╭──
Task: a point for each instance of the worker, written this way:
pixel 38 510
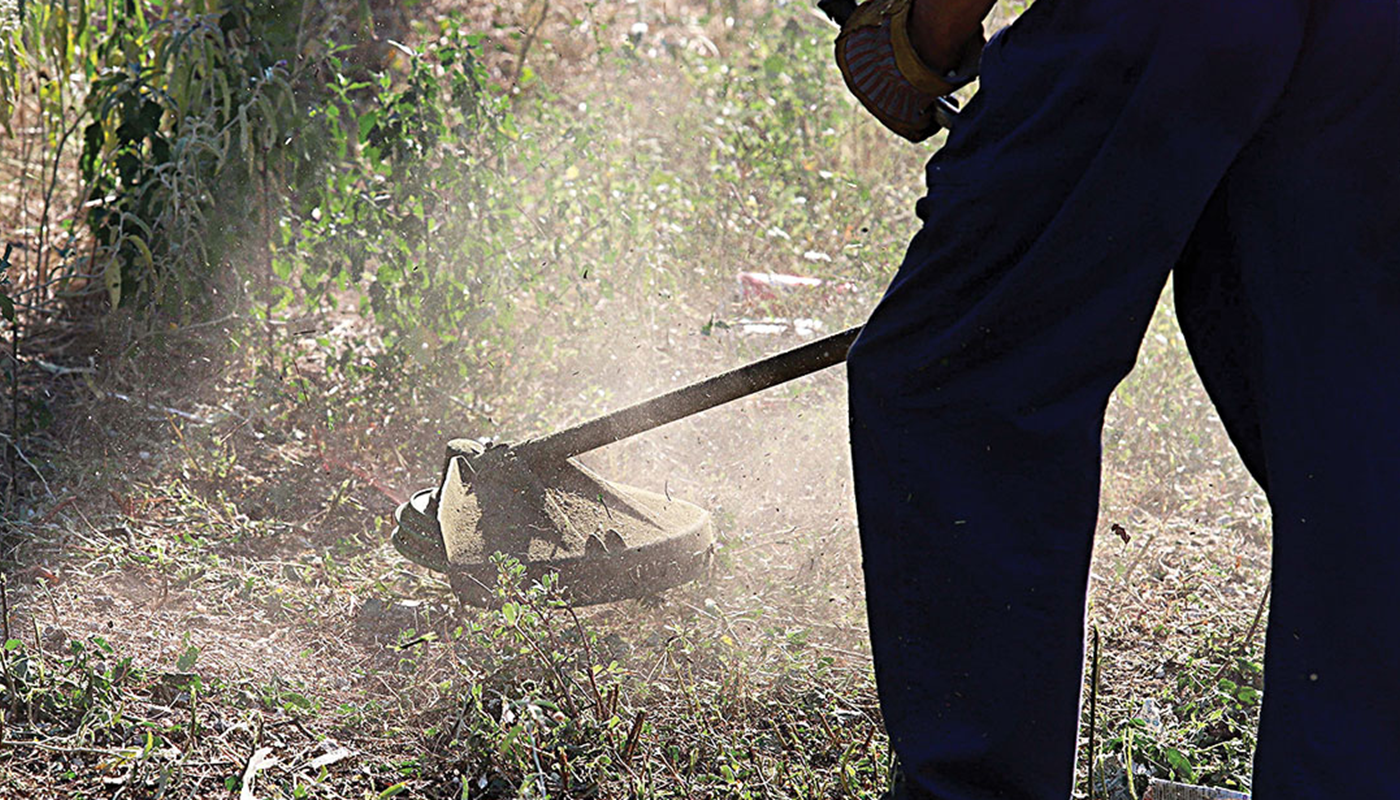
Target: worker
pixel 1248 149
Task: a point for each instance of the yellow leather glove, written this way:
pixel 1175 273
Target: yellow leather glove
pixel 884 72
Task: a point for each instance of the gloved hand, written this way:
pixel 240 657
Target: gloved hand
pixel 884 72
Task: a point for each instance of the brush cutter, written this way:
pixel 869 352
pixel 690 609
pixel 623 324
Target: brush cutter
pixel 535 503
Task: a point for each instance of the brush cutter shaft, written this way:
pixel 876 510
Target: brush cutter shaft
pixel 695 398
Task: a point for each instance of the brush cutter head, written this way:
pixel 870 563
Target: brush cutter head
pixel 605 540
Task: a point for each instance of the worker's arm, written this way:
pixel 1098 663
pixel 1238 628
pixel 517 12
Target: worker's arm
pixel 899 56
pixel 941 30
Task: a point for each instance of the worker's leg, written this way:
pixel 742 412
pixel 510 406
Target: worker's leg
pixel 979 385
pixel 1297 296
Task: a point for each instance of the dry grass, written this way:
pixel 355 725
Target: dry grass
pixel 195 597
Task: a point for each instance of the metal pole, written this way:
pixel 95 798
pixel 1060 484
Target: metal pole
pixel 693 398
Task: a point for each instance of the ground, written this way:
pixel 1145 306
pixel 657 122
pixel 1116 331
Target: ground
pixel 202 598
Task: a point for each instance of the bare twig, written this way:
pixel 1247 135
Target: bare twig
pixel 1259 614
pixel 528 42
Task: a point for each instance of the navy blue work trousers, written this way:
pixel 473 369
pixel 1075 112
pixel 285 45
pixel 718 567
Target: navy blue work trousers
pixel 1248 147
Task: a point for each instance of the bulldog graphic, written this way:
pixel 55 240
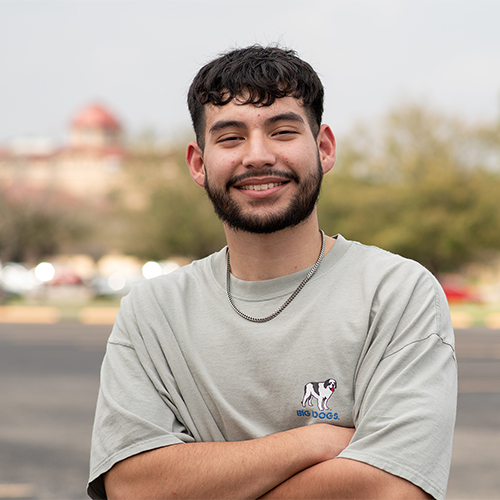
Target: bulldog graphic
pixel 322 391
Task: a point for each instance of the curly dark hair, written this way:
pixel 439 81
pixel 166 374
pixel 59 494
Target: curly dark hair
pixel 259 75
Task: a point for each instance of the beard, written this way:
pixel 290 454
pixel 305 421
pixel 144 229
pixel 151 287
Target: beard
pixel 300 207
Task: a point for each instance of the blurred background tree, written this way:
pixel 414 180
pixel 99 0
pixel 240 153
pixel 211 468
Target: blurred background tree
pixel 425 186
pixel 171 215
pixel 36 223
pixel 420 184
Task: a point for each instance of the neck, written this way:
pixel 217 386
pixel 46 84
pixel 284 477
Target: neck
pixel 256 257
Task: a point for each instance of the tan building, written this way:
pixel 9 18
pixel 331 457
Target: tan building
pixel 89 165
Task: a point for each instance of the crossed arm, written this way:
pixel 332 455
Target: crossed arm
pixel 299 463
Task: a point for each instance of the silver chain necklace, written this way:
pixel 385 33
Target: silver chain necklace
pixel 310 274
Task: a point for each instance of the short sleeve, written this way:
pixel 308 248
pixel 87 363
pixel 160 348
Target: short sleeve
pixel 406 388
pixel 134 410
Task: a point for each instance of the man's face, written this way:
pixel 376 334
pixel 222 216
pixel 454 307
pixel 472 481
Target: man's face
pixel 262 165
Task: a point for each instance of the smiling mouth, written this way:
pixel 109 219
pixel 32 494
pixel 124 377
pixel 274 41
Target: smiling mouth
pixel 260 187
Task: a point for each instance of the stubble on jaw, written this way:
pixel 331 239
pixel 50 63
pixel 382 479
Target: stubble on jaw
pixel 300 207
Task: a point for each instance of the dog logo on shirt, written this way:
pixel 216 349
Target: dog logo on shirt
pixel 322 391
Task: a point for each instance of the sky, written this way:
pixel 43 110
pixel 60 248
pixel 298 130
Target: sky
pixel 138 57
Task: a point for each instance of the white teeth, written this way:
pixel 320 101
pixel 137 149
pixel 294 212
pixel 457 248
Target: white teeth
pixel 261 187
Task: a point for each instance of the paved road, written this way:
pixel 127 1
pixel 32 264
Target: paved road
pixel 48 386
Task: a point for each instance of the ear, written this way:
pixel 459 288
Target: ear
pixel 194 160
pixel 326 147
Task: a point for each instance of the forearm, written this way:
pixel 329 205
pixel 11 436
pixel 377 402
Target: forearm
╰──
> Set task:
Copy every entry above exactly, leaving out the pictures.

> Task result:
Task: a point for each instance of the worker, written this way:
pixel 38 510
Target: worker
pixel 1248 149
Task: a point for each instance of the yellow leather glove, written this way:
pixel 1175 273
Target: yellow leather glove
pixel 884 72
Task: a point for each instance of the gloved hand, written this way:
pixel 240 657
Target: gloved hand
pixel 884 72
Task: a point for each instance of the brush cutter, written this way:
pixel 869 352
pixel 690 609
pixel 623 324
Target: brush cutter
pixel 535 503
Task: a point for each instance of the brush cutter shaft, written this way:
pixel 876 510
Target: brush cutter shaft
pixel 695 398
Task: a point for each instance of the brush cutter head, written this way:
pixel 870 563
Target: brush cutter head
pixel 605 540
Task: a point for each instance of the worker's arm, written this way:
pixel 1098 663
pixel 1238 628
pixel 517 12
Target: worker's arm
pixel 899 56
pixel 941 30
Task: a point for each instance of the worker's leg, written this way:
pixel 742 412
pixel 510 406
Target: worker's leg
pixel 979 385
pixel 1297 296
Task: a point for each instance of the dry grass, written this way:
pixel 355 725
Target: dry grass
pixel 195 597
Task: a point for each instance of the metal pole, written this way:
pixel 95 798
pixel 1060 484
Target: metal pole
pixel 693 398
Task: a point for each instance of the ground, written this way:
pixel 1145 306
pixel 657 122
pixel 1116 331
Target: ground
pixel 202 598
Task: a point for each instance of the bare twig, written this way:
pixel 1247 135
Target: bare twig
pixel 1259 614
pixel 528 42
Task: a point for each instance of the navy blue work trousers, written this way:
pixel 473 369
pixel 1075 112
pixel 285 45
pixel 718 567
Target: navy blue work trousers
pixel 1248 147
Task: a point for each instance of the bulldog graphic, written this way:
pixel 55 240
Target: bulldog graphic
pixel 322 391
Task: a point for each instance of the curly dark hair, written this way:
pixel 439 81
pixel 166 374
pixel 59 494
Target: curly dark hair
pixel 259 75
Task: a point for each instance of the beard, written this way:
pixel 290 454
pixel 305 421
pixel 144 229
pixel 151 287
Target: beard
pixel 300 207
Task: a point for each instance of the blurred background tree, written this way:
pixel 414 180
pixel 99 0
pixel 240 153
pixel 211 468
Target: blurred background tree
pixel 425 186
pixel 171 215
pixel 36 223
pixel 420 184
Task: a point for each instance of the neck, written this way:
pixel 217 386
pixel 46 84
pixel 284 477
Target: neck
pixel 256 257
Task: a point for each instance of the tan building, written this way:
pixel 9 18
pixel 331 457
Target: tan building
pixel 89 165
Task: a point for each instance of the crossed arm, written this way:
pixel 332 455
Target: crossed arm
pixel 299 463
Task: a point for each instance of the silver chain necklace, written this way:
pixel 385 33
Target: silver chain necklace
pixel 310 274
Task: a point for each instance of the short sleeve, written this way:
pixel 308 248
pixel 87 363
pixel 160 348
Target: short sleeve
pixel 406 388
pixel 134 410
Task: a point for each instance of the man's face, written this way:
pixel 376 334
pixel 222 216
pixel 454 307
pixel 472 481
Target: man's face
pixel 262 165
Task: a point for each instance of the smiling mouth, written this way:
pixel 109 219
pixel 32 494
pixel 124 377
pixel 274 41
Target: smiling mouth
pixel 260 187
Task: a point for each instance of the stubble on jaw, written this way:
pixel 331 239
pixel 50 63
pixel 382 479
Target: stubble on jaw
pixel 300 207
Task: a point for each instance of the dog logo on shirt, written this way:
pixel 216 349
Target: dog logo on shirt
pixel 322 391
Task: a point for each instance of the sky, written this way:
pixel 43 110
pixel 60 248
pixel 298 130
Target: sky
pixel 138 57
Task: a point for each instance of the white teeth, written this way:
pixel 320 101
pixel 137 149
pixel 294 212
pixel 457 248
Target: white teeth
pixel 261 187
Task: a point for each instance of the paved road, written this way:
pixel 127 1
pixel 32 264
Target: paved road
pixel 48 386
Task: a point for each instance of the ear, written this way:
pixel 459 288
Target: ear
pixel 194 160
pixel 326 147
Task: a point for each instance of the forearm, written this way:
pixel 329 205
pixel 11 436
pixel 377 402
Target: forearm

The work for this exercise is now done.